-- START Given entries --

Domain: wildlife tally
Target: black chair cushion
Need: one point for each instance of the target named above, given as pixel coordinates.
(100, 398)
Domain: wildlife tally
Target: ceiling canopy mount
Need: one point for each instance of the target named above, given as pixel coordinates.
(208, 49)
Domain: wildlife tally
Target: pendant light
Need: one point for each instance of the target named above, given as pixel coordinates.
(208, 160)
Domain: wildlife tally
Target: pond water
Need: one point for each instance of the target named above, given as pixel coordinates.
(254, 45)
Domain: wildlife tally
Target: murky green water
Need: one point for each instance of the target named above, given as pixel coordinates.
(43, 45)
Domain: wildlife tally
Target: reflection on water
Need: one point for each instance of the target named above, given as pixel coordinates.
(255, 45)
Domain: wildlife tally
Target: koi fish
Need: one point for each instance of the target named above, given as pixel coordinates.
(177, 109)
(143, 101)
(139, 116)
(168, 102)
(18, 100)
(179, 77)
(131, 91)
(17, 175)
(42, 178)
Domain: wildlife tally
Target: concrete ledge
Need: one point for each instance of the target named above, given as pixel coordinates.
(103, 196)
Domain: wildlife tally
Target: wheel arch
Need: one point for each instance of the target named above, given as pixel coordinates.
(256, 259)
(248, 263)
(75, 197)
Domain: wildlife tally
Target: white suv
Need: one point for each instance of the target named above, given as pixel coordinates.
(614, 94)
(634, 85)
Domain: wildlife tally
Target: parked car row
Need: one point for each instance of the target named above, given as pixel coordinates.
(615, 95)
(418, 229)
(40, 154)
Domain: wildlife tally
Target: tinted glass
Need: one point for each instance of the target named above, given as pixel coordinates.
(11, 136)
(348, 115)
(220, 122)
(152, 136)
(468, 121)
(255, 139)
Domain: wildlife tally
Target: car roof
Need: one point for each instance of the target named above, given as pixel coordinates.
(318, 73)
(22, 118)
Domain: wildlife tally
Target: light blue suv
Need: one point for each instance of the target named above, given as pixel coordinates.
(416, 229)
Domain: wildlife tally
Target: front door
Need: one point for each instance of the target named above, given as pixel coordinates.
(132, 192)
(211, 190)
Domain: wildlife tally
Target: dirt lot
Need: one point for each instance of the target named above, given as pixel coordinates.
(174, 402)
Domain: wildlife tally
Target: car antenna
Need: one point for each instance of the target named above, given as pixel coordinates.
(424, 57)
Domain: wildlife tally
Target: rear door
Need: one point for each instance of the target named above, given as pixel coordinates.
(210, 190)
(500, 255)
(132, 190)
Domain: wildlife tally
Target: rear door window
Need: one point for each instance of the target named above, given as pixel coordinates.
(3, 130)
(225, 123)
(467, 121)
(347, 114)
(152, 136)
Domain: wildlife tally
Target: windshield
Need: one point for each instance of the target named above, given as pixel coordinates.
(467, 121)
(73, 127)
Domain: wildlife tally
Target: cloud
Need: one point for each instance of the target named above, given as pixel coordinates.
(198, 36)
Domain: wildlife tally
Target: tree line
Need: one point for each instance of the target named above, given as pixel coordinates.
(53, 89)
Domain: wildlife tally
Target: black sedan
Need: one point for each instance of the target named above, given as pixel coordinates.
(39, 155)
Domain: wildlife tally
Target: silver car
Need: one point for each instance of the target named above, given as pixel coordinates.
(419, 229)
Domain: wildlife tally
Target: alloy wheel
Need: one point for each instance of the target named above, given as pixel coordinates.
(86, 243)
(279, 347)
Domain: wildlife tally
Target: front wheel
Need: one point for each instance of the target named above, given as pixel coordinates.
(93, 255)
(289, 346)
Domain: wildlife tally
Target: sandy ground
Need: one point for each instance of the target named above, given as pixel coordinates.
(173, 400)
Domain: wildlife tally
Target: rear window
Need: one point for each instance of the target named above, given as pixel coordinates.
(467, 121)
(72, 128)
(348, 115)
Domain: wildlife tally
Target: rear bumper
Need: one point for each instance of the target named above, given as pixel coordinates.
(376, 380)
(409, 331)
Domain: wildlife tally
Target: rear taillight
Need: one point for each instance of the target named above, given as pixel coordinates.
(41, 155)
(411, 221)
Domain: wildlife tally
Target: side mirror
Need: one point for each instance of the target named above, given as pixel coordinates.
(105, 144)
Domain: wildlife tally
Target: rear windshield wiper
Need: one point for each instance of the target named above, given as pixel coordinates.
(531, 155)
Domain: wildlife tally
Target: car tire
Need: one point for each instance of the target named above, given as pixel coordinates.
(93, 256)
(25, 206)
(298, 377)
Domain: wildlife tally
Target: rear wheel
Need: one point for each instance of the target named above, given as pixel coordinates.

-- END Given entries --

Requirements » Print all of the entries exactly as they appear.

Problem solution »
Domain: wildlife tally
Target: black chair cushion
Need: one point for each instance of the target named above, given as pixel coordinates.
(100, 398)
Domain: wildlife tally
Target: ceiling canopy mount
Need: one point for each instance of the target named above, given as pixel coordinates.
(208, 49)
Domain: wildlife tally
Target: pendant light
Need: one point for each instance of the target named above, given as pixel coordinates.
(208, 160)
Domain: wildlife tally
Target: pond water
Need: one point for each instance of the target named above, given as pixel coordinates.
(254, 45)
Domain: wildlife tally
Target: murky green water
Need: one point for each instance of the target named above, given as pixel coordinates.
(43, 45)
Domain: wildlife tally
Target: reflection on water
Need: one point for each instance of the target named above, given as pixel coordinates.
(255, 45)
Domain: wildlife tally
Target: koi fish
Need: one point for each instance of the target named above, given as pixel coordinates.
(177, 109)
(143, 101)
(139, 116)
(168, 102)
(18, 100)
(179, 77)
(131, 91)
(17, 175)
(42, 178)
Domain: wildlife tally
Target: concrete ledge
Need: one point for each instance of the target named above, given as pixel coordinates.
(103, 196)
Domain: wildlife tally
Target: wheel arch
Need: one point for each instance of the target named above, given as pixel coordinates.
(256, 259)
(248, 263)
(75, 197)
Domain: wildlife tally
Target: white suv
Need: one point for each instance of the target named above, given as pixel coordinates.
(614, 94)
(634, 85)
Domain: wildlife tally
Target: parked car row
Need: one point for each instance of the target named above, given as pixel coordinates.
(615, 95)
(418, 229)
(40, 154)
Domain: wildlife tally
Target: tinted glass
Need: one point for each instance of the target named above, given as pixel coordinates.
(11, 136)
(348, 115)
(220, 122)
(152, 136)
(468, 121)
(255, 139)
Domain: wildlife tally
Target: car roof
Need: one point for each instance of the target named above, given as pixel coordinates.
(318, 73)
(22, 118)
Domain: wildlife tally
Target: light blue suv
Need: one point for each instance of the target named above, given as pixel coordinates.
(416, 229)
Domain: wildlife tally
Target: front door
Need: one point for each instance of the target named above, given as pixel coordinates.
(132, 192)
(211, 190)
Domain: wildlife tally
Target: dirt lot
Need: one point for each instance of the target named above, given as pixel coordinates.
(174, 402)
Domain: wildlife tally
Target: car antenna
Need: one point for each instance of the target named above, given as pixel coordinates.
(424, 57)
Domain: wildlife tally
Target: rear door
Need: one point for each instance of the target named above, given as pixel coordinates.
(210, 190)
(500, 255)
(132, 190)
Domain: wildlife tally
Target: rear door window
Need: one point for each instance of the target named above, given as pixel coordinates.
(3, 130)
(225, 123)
(467, 121)
(347, 114)
(152, 136)
Domain: wildlife tally
Target: windshield
Need: one point for each instance of the target named above, given as pixel coordinates.
(467, 121)
(73, 127)
Domain: wildlife tally
Target: cloud
Need: one point for each instance of the target named above, given as pixel coordinates.
(198, 36)
Domain: wildlife tally
Target: tree line
Need: one point for each instance of the target named above, given as pixel coordinates.
(53, 89)
Domain: wildlife tally
Target: black sedan
Need: one point for each instance of the target named above, given as pixel coordinates.
(39, 155)
Domain: wildlife tally
Target: silver car
Need: one point for each instance of the target named above, given as pixel coordinates.
(419, 229)
Domain: wildlife tally
Target: alloy wheel
Need: one point for each instance of the target named above, given as pixel coordinates.
(86, 243)
(279, 347)
Domain: wildlife tally
Target: front wheel
Need: one point for each instance of the target named above, given as pixel coordinates.
(93, 255)
(289, 346)
Domain: wildlife tally
Target: sandy ground
Need: one point for each instance of the target named above, given as pixel coordinates.
(173, 400)
Domain: wildlife tally
Target: rear window
Need: one point for each instance of the target named above, given as pixel coordinates.
(467, 121)
(72, 128)
(348, 115)
Domain: wildlife tally
Target: rear bumper
Need: one point for each instance of the target named above, given as pixel coordinates.
(376, 380)
(409, 331)
Domain: wildlife tally
Target: rear taillight
Need: one point for each instance of the target named above, given as pixel coordinates.
(41, 155)
(411, 221)
Domain: wildlife tally
Target: side mirror
Need: one point for each instance of the target named above, given as pixel coordinates.
(105, 144)
Domain: wildlife tally
Target: rear windshield wiper
Need: one point for each instance of the target named above, given as pixel coordinates.
(531, 155)
Domain: wildlife tally
Target: car tire
Need: one point for each instance of the target named above, given as pixel coordinates.
(93, 256)
(25, 206)
(298, 377)
Domain: wildlife tally
Target: rear wheel
Need: one point for each instance of the target named above, given as pixel coordinates.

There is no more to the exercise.